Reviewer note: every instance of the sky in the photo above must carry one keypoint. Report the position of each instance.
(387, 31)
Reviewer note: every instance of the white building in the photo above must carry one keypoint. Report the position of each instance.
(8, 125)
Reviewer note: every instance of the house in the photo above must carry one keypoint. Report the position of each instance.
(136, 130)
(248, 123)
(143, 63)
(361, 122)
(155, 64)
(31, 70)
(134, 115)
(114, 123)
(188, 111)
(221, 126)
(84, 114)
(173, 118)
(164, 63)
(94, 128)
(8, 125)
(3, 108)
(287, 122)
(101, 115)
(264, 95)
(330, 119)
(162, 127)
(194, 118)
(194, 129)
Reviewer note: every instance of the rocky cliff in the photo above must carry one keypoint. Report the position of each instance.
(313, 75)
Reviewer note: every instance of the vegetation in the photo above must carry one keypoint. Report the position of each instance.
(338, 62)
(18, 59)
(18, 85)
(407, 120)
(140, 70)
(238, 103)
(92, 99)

+--

*EXERCISE OBJECTIVE*:
Copy every line of the records above word for word, keeping the original order.

*OUTPUT BELOW*:
Reviewer note: every instance of the sky in the photo above must carry one keypoint. Report the position of each instance.
(387, 31)
Reviewer note: every instance of the white building in the photo above must carry one keypoint. Report the position of each instance.
(8, 125)
Reviewer note: every instance of the house in the photo above must carry one keypoint. Report the position of each instance.
(136, 130)
(248, 123)
(143, 63)
(361, 122)
(155, 64)
(31, 70)
(134, 115)
(114, 123)
(188, 111)
(221, 126)
(84, 114)
(173, 118)
(164, 63)
(94, 128)
(8, 125)
(3, 108)
(287, 122)
(101, 115)
(264, 95)
(330, 119)
(162, 127)
(194, 118)
(194, 129)
Reviewer note: every instance of the rocky cliff in the photo above must carry one keypoint. Report the position of each instance.
(313, 75)
Reviewer note: every instance of the vegetation in the photo above must carry one keypoint. Report the position of each instance.
(338, 62)
(18, 59)
(18, 85)
(407, 120)
(140, 70)
(238, 103)
(92, 99)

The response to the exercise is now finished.